### YANG HARUS DIKERJAKAN
a) Salin tanpa perubahan bagian teks tentang kunjungan ke Palembang, mulai dari "Jika demikian, mengapa" dan berakhir pada "mengaku warga Palembang.".
b) Baris catatan mana saja yang memuat kata "soil"? Laporkan setiap baris itu secara utuh; huruf besar dan kecil dibedakan.

### HALAMAN
╔══
Tentu saja saya tidak mau mengunjungi Palembang tanpa ekspektasi. Apalagi pemerintah daerah Sumatera Selatan telah menjalankan suatu program wisata yang tidak main-main. Maka yang terbayang di benak saya adalah sebuah paket wisata lengkap di seputar Sungai Musi, juga obyek wisata lainnya di kota Palembang dan sekitarnya.

Saya berangkat naik pesawat Merpati yang terbang langsung ke Bandung. Dari buletin internal di pesawat, saya membaca bahwa penerbangan Palembang-Bandung dibuka kembali oleh Merpati untuk menunjang program Visit Musi 2008. Artinya, warga kota Bandung juga menjadi target program Visit Musi 2008.

Jika demikian, mengapa tidak ada informasi yang memadai ihwal Visit Musi 2008 ini di Bandung? Bahkan tidak ada brosur ataupun leaflet di area Bandara Hussen Sastranegara sebagai salah satu sarana promosi. Jika humas program Visit Musi 2008 mau menggalakkan programnya, bisa pula memanfaatkan koran-koran gratis yang beredar di Bandung sebagai media informasi dan promosi.

Di Jakarta, kampanye program yang menyedot biaya 5 milyar rupiah ini memang terasa di area bandara. Selain baliho, juga video. Tapi di Bandung, kampanye Visit Musi 2008 sama sekali tak bergaung.

Alih-alih meyedot wisatawan dari Bandung ke Palembang, malah warga Sumsel yang berbondong-bondong jalan-jalan ke Bandung. Itu bisa saya lihat dari serombongan anggota DPR di dalam pesawat yang memborong banyak oleh-oleh. Bahkan beberapa orang di pesawat itu mengaku warga Palembang.
╚══
Catatan anotasi titik:
╔══
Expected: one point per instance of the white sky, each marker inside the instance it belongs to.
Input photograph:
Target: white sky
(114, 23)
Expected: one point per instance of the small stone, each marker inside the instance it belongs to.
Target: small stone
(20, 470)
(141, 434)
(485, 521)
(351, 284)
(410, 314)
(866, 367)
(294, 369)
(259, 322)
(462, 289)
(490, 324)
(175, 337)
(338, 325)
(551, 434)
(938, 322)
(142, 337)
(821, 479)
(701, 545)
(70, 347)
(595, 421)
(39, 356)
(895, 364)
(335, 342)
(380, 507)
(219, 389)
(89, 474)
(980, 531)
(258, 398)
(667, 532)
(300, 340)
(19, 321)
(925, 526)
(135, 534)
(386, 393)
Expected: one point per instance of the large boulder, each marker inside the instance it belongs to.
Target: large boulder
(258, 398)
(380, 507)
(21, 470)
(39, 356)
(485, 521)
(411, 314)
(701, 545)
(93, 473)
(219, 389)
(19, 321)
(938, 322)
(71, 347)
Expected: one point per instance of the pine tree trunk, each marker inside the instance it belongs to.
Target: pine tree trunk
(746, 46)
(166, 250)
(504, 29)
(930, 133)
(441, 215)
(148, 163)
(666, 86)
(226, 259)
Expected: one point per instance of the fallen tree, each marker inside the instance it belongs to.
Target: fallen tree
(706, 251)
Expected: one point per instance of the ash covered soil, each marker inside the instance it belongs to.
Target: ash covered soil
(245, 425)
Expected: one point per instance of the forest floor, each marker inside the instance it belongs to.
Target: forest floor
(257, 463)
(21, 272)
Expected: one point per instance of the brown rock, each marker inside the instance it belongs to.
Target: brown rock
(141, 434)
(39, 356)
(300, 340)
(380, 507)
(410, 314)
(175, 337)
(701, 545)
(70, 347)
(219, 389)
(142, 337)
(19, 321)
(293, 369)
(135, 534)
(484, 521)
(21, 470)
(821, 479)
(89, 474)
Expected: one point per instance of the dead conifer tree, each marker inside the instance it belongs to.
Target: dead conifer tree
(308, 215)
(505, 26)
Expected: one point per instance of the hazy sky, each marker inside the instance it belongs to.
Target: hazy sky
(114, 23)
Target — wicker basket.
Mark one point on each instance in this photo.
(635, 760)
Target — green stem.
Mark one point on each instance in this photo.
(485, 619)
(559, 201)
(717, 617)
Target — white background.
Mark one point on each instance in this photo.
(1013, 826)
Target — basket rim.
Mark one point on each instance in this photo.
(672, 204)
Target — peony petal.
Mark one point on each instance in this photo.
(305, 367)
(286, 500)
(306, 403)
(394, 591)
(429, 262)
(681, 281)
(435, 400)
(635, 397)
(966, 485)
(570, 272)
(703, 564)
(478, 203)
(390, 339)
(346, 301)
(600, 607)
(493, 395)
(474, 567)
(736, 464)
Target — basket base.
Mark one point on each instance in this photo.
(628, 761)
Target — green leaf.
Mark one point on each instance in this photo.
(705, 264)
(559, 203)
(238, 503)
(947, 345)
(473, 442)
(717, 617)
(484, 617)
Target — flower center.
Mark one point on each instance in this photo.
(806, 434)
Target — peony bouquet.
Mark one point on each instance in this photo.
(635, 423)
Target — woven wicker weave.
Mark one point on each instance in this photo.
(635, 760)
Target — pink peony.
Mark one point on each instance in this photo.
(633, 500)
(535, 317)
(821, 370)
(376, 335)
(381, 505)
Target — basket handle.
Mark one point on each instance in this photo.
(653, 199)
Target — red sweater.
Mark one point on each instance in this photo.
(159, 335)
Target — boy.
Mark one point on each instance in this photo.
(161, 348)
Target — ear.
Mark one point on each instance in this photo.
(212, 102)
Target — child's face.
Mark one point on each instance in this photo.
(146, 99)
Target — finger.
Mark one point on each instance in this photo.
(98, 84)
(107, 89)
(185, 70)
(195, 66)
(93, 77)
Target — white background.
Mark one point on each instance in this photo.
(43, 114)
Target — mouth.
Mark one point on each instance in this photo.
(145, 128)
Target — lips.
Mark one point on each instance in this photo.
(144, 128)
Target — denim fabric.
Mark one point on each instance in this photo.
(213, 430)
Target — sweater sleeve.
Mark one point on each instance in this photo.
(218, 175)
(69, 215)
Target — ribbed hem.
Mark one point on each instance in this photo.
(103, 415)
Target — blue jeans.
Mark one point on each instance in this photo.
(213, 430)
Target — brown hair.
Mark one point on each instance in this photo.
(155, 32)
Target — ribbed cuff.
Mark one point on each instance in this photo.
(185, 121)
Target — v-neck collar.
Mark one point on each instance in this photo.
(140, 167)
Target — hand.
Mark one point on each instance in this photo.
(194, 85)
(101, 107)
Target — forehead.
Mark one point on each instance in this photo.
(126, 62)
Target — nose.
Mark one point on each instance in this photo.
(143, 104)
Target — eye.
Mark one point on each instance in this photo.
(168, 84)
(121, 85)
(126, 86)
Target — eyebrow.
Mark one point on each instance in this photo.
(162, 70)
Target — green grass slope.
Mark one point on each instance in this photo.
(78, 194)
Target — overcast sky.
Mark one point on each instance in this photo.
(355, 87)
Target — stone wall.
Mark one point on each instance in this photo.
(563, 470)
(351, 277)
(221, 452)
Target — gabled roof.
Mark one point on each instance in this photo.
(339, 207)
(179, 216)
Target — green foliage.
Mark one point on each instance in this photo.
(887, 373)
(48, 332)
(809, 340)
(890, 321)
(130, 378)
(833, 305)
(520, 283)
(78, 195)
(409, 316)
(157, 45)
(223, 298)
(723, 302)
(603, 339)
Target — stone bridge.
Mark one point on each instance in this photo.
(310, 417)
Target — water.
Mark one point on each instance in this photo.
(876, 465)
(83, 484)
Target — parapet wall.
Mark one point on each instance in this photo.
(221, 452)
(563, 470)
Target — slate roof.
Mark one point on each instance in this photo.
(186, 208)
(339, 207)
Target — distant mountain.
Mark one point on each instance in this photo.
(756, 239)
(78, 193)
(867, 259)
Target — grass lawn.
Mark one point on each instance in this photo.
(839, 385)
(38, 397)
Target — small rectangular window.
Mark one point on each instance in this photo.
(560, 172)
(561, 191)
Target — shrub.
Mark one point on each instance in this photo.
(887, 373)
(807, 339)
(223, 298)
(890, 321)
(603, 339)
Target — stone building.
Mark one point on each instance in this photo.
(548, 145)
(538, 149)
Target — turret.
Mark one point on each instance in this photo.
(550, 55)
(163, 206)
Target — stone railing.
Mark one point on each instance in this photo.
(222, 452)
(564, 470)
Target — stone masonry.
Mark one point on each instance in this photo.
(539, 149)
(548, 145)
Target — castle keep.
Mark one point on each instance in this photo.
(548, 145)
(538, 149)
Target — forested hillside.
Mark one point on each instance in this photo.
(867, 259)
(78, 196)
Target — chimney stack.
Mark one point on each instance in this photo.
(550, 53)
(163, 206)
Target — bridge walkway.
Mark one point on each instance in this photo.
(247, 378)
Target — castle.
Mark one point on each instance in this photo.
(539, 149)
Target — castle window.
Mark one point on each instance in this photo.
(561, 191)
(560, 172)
╚══
### KUMPULAN JAWABAN
a)
Jika demikian, mengapa tidak ada informasi yang memadai ihwal Visit Musi 2008 ini di Bandung? Bahkan tidak ada brosur ataupun leaflet di area Bandara Hussen Sastranegara sebagai salah satu sarana promosi. Jika humas program Visit Musi 2008 mau menggalakkan programnya, bisa pula memanfaatkan koran-koran gratis yang beredar di Bandung sebagai media informasi dan promosi.

Di Jakarta, kampanye program yang menyedot biaya 5 milyar rupiah ini memang terasa di area bandara. Selain baliho, juga video. Tapi di Bandung, kampanye Visit Musi 2008 sama sekali tak bergaung.

Alih-alih meyedot wisatawan dari Bandung ke Palembang, malah warga Sumsel yang berbondong-bondong jalan-jalan ke Bandung. Itu bisa saya lihat dari serombongan anggota DPR di dalam pesawat yang memborong banyak oleh-oleh. Bahkan beberapa orang di pesawat itu mengaku warga Palembang.

b)
Expected: one point per instance of the ash covered soil, each marker inside the instance it belongs to.
Target: ash covered soil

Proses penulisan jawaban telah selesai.